— START Raw data —
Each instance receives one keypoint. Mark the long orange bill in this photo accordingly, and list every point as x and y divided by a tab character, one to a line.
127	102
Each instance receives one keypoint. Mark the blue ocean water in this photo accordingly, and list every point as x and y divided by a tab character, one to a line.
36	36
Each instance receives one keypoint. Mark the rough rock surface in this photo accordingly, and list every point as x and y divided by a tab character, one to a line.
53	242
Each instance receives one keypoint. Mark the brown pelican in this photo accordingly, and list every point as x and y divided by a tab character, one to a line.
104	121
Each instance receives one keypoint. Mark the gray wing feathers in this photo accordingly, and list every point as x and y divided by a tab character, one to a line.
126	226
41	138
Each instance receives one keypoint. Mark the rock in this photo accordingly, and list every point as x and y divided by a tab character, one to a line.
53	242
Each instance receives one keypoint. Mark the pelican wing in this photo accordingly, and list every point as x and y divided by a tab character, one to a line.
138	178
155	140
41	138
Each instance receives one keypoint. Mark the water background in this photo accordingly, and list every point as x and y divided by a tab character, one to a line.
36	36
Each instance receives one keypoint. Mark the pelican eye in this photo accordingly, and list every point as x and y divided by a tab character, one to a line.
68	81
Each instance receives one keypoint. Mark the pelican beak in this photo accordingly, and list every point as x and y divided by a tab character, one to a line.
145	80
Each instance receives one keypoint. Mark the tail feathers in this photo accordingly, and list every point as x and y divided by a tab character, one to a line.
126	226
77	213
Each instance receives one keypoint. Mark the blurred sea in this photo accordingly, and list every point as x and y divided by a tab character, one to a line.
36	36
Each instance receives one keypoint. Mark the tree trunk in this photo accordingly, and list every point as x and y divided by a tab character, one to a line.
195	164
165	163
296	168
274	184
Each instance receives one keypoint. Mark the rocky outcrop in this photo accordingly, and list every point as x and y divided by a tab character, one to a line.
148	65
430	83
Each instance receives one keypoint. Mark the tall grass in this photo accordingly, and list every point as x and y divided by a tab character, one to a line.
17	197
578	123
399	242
— END Raw data —
What is expected
Locate the line that contains "Each instance receives one keypoint. Mark the pelican beak", then please quote it and every line after it to the end of the entries above, exactly and with nothing else.

Solution to the exercise
Each instance receives one keypoint. Mark the pelican beak in this photo accordingly, and list every point as x and y divided by a tab character, one to a line.
145	80
Each instance receives one keypoint. Mark the tail feathers in this photo accordingly, and list every point as x and y divided by a tab character, one to a line.
126	226
77	213
Each instance receives one keypoint. Mark the blurred sea in this photo accordingly, and list every point as x and y divided by a tab character, one to a line.
36	36
Each instance receives one keypoint. Mark the tree trunk in this photo accordingly, and list every point as x and y divided by a tab character, one to a line.
195	164
165	163
296	168
274	184
Each instance receives one keypoint. Mark the rocky outcrop in this photo accordingly, and list every point as x and y divided by a tab character, one to a line.
148	65
430	83
Each instance receives one keypoint. Mark the tall grass in this photo accordingly, and list every point as x and y divided by a tab character, one to a line.
17	197
578	123
399	242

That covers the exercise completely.